▶ **The problem**:
Below are records; please give the number of their lines that contain the string "handle", and only that number.

[[ Material provided open ]]

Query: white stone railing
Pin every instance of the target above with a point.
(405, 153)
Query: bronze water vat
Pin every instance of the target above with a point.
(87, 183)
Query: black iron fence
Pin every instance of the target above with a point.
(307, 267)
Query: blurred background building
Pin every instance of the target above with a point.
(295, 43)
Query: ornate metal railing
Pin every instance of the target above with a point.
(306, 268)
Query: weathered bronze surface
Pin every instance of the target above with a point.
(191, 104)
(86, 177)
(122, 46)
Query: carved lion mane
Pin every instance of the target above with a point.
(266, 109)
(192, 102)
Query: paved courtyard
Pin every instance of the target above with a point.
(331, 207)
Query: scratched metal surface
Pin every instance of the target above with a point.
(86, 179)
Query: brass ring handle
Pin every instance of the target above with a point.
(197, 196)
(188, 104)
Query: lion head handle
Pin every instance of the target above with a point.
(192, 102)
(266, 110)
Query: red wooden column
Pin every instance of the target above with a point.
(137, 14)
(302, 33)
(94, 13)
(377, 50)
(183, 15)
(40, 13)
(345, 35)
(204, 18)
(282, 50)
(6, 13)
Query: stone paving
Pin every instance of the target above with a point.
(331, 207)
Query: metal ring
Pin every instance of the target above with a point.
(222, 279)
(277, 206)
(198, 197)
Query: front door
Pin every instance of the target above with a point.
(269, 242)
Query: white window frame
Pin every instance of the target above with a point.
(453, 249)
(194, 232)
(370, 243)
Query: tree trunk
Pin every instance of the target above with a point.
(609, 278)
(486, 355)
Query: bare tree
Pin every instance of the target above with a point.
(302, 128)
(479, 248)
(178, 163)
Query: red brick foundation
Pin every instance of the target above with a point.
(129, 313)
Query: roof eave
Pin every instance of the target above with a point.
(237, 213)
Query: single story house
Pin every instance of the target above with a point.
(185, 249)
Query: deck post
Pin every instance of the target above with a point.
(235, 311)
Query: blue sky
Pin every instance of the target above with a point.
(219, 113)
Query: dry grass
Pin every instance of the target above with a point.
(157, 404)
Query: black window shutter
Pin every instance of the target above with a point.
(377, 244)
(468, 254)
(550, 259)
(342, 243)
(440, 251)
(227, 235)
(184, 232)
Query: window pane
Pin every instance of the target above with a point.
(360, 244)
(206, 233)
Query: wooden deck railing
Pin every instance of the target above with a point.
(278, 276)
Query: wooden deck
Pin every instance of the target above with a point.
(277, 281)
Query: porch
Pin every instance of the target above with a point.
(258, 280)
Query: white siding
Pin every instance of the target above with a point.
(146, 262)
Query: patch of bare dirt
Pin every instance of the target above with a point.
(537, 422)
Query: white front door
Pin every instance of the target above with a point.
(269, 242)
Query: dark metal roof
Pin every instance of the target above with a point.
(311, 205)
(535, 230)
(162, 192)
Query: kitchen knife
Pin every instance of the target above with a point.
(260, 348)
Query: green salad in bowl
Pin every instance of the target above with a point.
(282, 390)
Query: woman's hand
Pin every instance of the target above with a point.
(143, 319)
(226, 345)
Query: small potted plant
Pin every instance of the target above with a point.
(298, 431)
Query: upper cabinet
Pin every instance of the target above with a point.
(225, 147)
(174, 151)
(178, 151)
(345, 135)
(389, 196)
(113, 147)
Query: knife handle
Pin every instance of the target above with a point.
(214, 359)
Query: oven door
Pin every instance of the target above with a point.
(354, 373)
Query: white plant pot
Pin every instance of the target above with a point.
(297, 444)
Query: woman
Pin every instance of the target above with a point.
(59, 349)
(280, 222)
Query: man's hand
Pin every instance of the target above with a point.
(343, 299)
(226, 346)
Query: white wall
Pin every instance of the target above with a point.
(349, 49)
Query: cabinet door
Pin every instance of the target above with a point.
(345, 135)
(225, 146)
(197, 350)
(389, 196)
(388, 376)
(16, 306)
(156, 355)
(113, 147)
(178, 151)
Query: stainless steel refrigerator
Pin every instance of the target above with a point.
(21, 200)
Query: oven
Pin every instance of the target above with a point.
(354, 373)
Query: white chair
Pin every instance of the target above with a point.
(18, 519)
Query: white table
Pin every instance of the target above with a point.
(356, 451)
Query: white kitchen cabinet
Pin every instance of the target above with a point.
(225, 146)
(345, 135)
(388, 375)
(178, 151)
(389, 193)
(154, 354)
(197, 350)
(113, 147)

[[ Material provided closed ]]

▶ **Solution to this problem**:
3